MATERIAL SHOWN:
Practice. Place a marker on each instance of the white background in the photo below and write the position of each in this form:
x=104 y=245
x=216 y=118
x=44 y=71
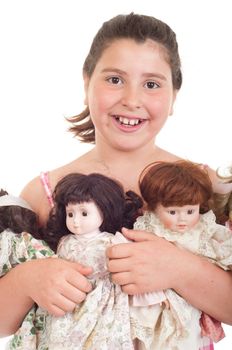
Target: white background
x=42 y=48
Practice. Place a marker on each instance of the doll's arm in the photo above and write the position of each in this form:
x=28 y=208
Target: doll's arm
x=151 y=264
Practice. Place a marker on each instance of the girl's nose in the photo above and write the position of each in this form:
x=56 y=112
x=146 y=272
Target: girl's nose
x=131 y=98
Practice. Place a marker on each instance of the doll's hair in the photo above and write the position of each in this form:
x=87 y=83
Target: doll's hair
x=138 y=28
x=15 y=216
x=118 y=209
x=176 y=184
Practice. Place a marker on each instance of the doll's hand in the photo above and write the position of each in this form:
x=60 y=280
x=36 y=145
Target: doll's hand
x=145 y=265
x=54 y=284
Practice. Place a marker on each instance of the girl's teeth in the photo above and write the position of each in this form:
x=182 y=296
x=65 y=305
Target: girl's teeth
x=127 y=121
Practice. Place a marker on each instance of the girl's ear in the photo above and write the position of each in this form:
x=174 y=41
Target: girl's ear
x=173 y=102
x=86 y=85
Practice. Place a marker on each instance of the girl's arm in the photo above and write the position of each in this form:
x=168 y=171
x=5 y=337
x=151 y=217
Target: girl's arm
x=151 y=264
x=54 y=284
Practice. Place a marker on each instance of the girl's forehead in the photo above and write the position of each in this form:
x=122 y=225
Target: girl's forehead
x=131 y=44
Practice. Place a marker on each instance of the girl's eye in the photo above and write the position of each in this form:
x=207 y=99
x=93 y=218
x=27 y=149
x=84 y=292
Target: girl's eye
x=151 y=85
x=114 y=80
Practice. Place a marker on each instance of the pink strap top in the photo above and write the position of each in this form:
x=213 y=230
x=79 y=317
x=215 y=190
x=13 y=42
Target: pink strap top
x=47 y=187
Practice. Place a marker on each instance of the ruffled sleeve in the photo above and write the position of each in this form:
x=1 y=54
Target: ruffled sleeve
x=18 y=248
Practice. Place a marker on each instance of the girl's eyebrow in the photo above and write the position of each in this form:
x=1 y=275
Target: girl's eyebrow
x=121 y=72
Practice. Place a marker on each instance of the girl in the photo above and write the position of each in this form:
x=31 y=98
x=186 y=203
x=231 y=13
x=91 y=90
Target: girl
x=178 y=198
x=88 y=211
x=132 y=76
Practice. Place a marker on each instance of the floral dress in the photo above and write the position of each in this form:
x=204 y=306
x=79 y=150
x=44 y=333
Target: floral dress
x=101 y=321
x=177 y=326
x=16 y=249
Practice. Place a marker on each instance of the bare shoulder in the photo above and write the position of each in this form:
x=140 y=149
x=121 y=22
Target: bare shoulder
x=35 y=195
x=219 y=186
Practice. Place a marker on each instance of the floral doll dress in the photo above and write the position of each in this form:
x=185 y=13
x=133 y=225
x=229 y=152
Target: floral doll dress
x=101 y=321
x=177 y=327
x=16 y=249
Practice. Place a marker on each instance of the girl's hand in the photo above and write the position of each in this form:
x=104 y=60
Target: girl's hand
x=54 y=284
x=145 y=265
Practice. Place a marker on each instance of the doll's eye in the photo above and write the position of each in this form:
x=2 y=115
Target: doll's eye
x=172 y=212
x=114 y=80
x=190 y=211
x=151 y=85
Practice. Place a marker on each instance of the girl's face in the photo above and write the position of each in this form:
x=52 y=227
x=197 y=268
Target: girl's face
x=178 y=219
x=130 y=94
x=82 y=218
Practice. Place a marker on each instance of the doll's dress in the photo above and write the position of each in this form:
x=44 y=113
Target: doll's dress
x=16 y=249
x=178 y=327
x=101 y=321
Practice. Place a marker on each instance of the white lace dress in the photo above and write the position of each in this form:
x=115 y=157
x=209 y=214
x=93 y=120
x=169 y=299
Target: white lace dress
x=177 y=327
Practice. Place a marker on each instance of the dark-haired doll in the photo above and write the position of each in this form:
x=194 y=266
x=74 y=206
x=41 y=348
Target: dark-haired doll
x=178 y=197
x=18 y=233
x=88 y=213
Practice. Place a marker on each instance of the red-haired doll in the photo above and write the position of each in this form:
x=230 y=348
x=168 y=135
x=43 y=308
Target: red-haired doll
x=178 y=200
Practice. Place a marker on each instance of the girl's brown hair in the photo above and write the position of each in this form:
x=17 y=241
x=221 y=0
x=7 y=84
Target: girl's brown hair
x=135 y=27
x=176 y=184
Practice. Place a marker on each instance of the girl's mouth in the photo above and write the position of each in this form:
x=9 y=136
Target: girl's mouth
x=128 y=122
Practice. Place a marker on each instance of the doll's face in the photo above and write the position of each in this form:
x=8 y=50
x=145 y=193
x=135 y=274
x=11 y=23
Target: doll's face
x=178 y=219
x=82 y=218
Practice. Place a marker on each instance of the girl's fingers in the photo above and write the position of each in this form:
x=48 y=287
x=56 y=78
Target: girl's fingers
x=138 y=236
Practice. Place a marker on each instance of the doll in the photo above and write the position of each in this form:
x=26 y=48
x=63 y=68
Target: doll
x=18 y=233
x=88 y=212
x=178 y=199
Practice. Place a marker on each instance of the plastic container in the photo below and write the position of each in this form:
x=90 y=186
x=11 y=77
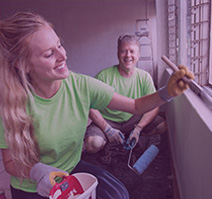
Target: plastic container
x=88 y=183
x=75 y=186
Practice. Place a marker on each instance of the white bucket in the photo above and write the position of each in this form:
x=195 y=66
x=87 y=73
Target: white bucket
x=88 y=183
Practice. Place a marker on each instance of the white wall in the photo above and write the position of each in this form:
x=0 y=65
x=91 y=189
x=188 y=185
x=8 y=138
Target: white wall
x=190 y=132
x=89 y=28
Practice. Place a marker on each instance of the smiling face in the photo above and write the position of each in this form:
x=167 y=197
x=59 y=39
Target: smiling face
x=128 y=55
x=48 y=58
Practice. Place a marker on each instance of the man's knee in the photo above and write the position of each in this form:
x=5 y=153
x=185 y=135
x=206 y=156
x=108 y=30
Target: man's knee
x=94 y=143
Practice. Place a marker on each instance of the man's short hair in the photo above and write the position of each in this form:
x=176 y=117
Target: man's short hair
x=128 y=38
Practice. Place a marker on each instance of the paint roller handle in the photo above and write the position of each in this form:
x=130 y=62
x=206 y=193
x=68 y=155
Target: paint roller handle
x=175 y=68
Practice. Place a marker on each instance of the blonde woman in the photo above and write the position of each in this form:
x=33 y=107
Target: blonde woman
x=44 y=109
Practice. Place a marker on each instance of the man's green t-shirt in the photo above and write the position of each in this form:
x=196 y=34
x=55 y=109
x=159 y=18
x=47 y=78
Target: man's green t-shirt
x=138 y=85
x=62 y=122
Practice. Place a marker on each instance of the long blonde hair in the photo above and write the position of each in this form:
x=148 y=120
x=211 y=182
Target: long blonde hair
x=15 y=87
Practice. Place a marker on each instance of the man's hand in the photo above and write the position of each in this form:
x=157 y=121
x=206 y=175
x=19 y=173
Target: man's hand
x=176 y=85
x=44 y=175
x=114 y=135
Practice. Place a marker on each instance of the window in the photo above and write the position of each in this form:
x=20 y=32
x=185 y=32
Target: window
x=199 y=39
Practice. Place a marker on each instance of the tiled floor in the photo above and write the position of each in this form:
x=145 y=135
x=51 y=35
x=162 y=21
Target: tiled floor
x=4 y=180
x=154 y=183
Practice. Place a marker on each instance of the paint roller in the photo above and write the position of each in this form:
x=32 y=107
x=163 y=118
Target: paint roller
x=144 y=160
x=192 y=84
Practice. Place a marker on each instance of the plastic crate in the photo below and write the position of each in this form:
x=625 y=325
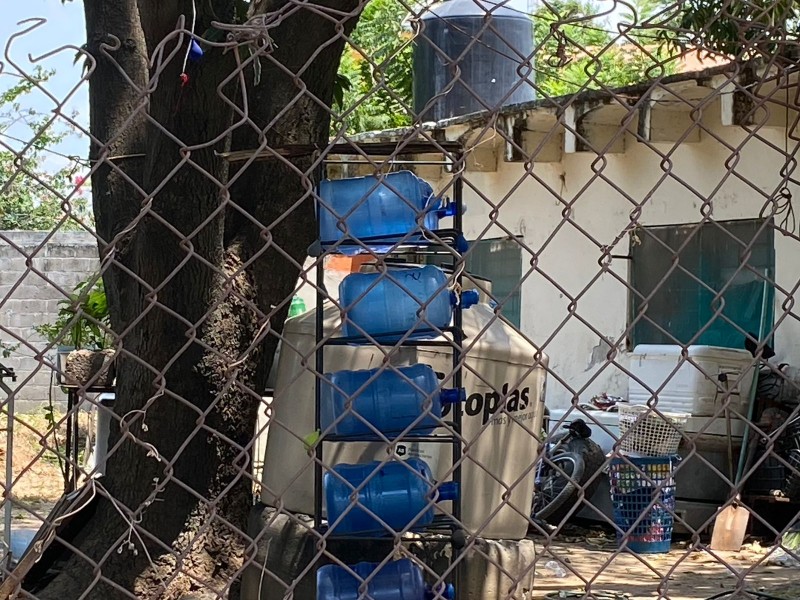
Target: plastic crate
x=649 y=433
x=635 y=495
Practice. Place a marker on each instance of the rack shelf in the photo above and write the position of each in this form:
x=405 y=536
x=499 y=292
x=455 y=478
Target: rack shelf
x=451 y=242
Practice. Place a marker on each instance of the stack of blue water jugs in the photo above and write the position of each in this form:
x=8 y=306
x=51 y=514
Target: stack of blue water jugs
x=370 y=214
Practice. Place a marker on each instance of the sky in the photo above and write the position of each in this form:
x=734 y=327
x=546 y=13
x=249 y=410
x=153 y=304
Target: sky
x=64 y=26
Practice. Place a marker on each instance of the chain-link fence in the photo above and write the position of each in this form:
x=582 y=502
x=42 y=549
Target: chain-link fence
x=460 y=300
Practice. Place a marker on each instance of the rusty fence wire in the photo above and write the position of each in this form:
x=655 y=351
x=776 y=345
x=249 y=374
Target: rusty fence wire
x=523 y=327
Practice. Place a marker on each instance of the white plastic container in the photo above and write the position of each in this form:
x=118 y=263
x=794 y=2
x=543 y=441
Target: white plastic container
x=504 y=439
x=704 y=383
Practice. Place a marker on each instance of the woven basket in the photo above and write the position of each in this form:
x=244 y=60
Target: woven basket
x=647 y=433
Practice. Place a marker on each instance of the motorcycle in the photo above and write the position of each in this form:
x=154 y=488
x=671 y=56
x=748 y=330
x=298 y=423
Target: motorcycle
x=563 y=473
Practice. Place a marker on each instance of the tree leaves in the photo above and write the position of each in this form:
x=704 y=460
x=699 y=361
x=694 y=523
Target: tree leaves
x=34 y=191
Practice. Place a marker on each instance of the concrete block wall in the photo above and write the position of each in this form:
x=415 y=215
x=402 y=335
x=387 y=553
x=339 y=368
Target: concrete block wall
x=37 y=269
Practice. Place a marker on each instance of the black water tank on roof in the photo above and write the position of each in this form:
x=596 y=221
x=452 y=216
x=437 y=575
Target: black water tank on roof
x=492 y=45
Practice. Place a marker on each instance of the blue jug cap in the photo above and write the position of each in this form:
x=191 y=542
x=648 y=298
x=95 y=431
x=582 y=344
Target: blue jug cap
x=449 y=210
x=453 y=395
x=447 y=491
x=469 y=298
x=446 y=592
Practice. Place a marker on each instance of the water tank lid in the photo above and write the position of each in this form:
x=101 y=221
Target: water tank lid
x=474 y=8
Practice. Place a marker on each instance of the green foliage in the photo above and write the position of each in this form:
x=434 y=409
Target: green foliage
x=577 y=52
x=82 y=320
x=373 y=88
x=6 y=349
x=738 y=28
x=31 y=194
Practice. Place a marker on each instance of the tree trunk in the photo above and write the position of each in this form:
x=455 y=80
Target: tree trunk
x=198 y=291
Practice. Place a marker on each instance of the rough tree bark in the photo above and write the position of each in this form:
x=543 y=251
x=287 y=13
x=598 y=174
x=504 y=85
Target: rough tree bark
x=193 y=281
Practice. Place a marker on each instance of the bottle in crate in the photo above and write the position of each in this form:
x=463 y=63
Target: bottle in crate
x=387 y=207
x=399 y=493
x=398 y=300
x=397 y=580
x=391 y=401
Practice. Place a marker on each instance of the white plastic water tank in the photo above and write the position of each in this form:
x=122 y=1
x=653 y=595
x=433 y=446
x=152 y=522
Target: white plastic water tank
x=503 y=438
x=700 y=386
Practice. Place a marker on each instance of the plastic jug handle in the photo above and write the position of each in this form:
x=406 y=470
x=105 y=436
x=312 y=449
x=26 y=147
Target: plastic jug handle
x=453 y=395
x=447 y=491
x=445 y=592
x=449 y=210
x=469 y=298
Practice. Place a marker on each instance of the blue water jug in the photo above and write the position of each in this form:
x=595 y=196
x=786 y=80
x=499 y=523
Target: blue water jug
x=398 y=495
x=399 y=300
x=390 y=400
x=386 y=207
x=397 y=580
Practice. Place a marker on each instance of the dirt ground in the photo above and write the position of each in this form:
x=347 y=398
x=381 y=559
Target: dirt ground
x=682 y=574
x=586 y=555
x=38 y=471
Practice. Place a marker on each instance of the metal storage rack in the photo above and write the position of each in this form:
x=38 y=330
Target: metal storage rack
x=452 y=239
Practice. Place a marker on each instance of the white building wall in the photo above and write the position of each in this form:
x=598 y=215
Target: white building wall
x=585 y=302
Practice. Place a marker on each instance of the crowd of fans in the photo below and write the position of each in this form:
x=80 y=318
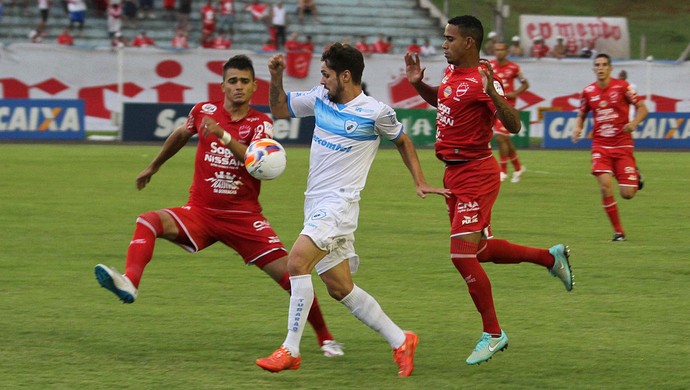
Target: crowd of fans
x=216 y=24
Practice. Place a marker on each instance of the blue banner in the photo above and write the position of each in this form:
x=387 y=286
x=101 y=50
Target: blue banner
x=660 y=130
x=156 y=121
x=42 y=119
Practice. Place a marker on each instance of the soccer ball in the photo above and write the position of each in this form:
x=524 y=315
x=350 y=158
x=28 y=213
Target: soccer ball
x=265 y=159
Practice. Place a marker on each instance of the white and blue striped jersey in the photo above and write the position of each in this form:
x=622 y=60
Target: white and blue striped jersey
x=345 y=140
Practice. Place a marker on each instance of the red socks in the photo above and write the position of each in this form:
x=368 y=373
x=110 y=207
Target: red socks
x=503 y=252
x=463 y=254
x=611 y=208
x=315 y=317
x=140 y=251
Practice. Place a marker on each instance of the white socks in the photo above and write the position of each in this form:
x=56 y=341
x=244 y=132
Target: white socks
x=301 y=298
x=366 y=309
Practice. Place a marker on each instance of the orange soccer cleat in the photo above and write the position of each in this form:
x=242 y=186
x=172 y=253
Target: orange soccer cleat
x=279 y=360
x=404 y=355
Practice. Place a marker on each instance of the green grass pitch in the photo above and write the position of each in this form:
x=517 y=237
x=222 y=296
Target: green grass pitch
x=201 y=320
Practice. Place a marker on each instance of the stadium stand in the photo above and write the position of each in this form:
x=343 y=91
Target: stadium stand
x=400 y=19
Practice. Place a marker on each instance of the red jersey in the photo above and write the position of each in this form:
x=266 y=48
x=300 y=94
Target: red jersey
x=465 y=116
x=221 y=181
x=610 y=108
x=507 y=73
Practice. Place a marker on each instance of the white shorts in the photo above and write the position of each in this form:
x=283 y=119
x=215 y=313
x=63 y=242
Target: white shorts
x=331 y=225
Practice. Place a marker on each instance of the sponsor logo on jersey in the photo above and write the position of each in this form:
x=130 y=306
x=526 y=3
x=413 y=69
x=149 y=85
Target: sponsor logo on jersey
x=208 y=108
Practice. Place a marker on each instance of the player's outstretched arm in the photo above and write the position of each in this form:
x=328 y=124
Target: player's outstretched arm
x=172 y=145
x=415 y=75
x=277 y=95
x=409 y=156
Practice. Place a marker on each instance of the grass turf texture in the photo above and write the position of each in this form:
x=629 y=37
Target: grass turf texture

PROBLEM DETAILS: Please show every line of the material that contains the string "texture".

TASK OUTPUT:
Practice. Place a marker on each instance of the grass turf texture in the photo above and write the position of each in this form:
Target: grass turf texture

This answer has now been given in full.